**Consigne A**
Recopiez à l'identique le passage de l'article sur les Mémoires de Malraux, depuis "Ses admirateurs aimeront" jusqu'à "ses Mémoires d'outre-tombe.".

···

Maurice Nadeau : «Les “Mémoires d’outre-tombe” d’André Malraux», 1967.

Maurice Nadeau, «Les “Mémoires d'outre-tombe” d'André Malraux», La Quinzaine littéraire, 15-30 septembre 1967, n° 35, p. 16-17.

 

Ses admirateurs aimeront ici le retrouver. Ils y verront ce que les œuvres précédentes, sous d'autres formes, leur ont déjà livré. Ceux pour qui l'écrivain s'était peu à peu éclipsé derrière le ministre éprouveront un plaisir plus vif : celui de se laisser reconquérir et comme porter au-dessus d'eux-mêmes par une voix qu'ils s'étaient désaccoutumés d'entendre, plus forte et plus persuasive que celles qui lui font écho dans la littérature d'aujourd'hui. Une comparaison vient à l'esprit et un nom sur les lèvres. Malraux vient d'écrire ses Mémoires d'outre-tombe.

···

**Consigne B**
Reproduisez tous les enregistrements en remplaçant "side mirror" par "wheel" et en laissant tout le reste inchangé.

**Enregistrements extraits**
···

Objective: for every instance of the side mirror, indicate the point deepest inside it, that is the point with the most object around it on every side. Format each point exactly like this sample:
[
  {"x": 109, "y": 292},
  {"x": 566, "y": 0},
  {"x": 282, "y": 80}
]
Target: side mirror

···

**Réponse rédigée A**
Ses admirateurs aimeront ici le retrouver. Ils y verront ce que les œuvres précédentes, sous d'autres formes, leur ont déjà livré. Ceux pour qui l'écrivain s'était peu à peu éclipsé derrière le ministre éprouveront un plaisir plus vif : celui de se laisser reconquérir et comme porter au-dessus d'eux-mêmes par une voix qu'ils s'étaient désaccoutumés d'entendre, plus forte et plus persuasive que celles qui lui font écho dans la littérature d'aujourd'hui. Une comparaison vient à l'esprit et un nom sur les lèvres. Malraux vient d'écrire ses Mémoires d'outre-tombe.

**Réponse rédigée B**
Objective: for every instance of the wheel, indicate the point deepest inside it, that is the point with the most object around it on every side. Format each point exactly like this sample:
[
  {"x": 109, "y": 292},
  {"x": 566, "y": 0},
  {"x": 282, "y": 80}
]
Target: wheel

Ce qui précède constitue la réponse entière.